Document extract:
The ingredients giant has a yeast extract production plant in the Northern province of Heilongjiang that doubled the company’s yeast extract output in 2011. It also supplies a large amount of its enzymes into the country.
Stephen Catling, CEO of ABF Ingredients (ABFI), said that enzymes and yeast extracts are both strong areas for ABFI in China.
“The Asia region has superior growth rates in enzymes and yeast specialities,” Catling told FoodNavigator-Asia, and “over the next five years this growth is set to continue and so it is logical to target this region.”
“We targeted China because ABF has a large infrastructure there and with infrastructure comes talent and critical mass to work with,” Catling said.
The yeast extract manufacturing facility was built in China to “optimise production efficiency by being closer to the source,” he said.
“We have got a key raw material there, molasses – they by-product of sugar production,” he added.
Not only this, but the raw material is from ABFI’s sister company AB Sugar, he added, therefore business efficiency is optimised.
Export weighted focus
Enzymes are produced outside of China and sold into the market, he said, and the apple juice, bakery and feed segments are targeted as they are strong.
Yeast extracts are produced in the ABFI facility in Northern China for both the export and domestic market.
However, production is predominantly for the export market, he said, and “typically we would expect more than three-quarters of production to be for this market, to the Asia region as well as globally, including the US and Europe.”
The major markets for yeast extracts in Asia are Korea, Japan, Thailand and Indonesia, Catling said, but even China is experiencing a growth in usage levels of around 15% a year compared to a modest 4-5% in most developed markets.

Goal of the exercise:
Extend the article on ABF Ingredients' yeast extract and enzyme business in China, picking up after its final sentence. The entries that come next have no connection to the text about ABF Ingredients in China.

Supplied entries:
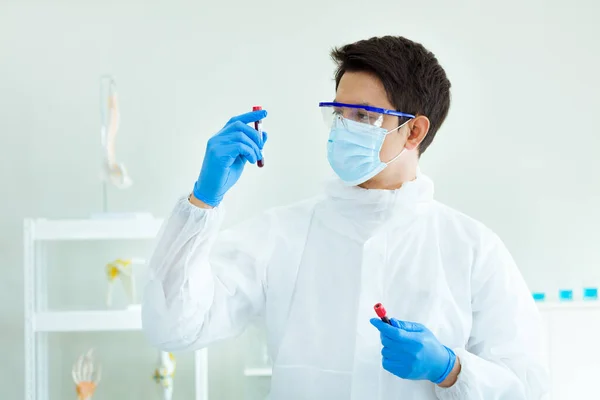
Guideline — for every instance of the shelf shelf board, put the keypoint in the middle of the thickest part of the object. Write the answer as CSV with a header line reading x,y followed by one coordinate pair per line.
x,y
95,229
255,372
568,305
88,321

---

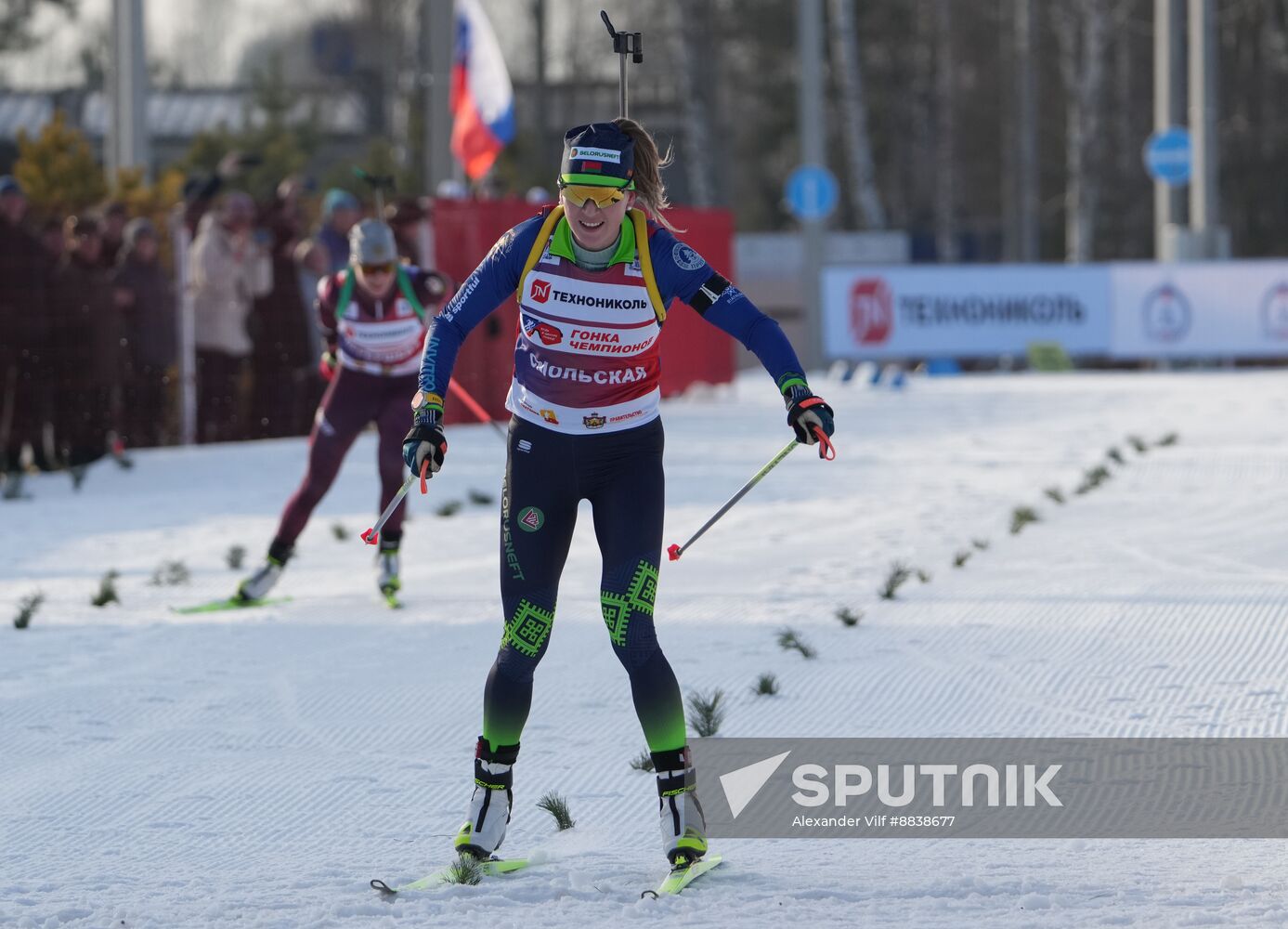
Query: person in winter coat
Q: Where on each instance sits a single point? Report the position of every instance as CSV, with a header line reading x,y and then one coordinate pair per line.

Output for this task:
For ABFI overall, China and Japan are significant markets, he noted.
Japan is the second largest consumer goods market globally and China is a large country committed to very strong growth agendas, he said.
He added that Korea is also surfacing as strong target market for ABFI.
“In Korea, we are working on growth in terms of supplying yeast extracts and enzymes to this market,” he said.
Understanding China
“China is such a huge country…. [and] is not necessarily one market, it has multi-markets,” Catling said.
Carefully thought out business approaches need to be implemented when working in such a vast country, he said, as “you are shipping products very long distanced, so you need to work hard on supply chains and distribution structures.”
Chinese management and local knowledge is key to understanding the country’s infrastructure and workings, he noted.
It is also important secure good application knowledge service the local market, he said, for example, understanding the use of yeast extracts in noodles or enzymes in steam bread is essential for successful business.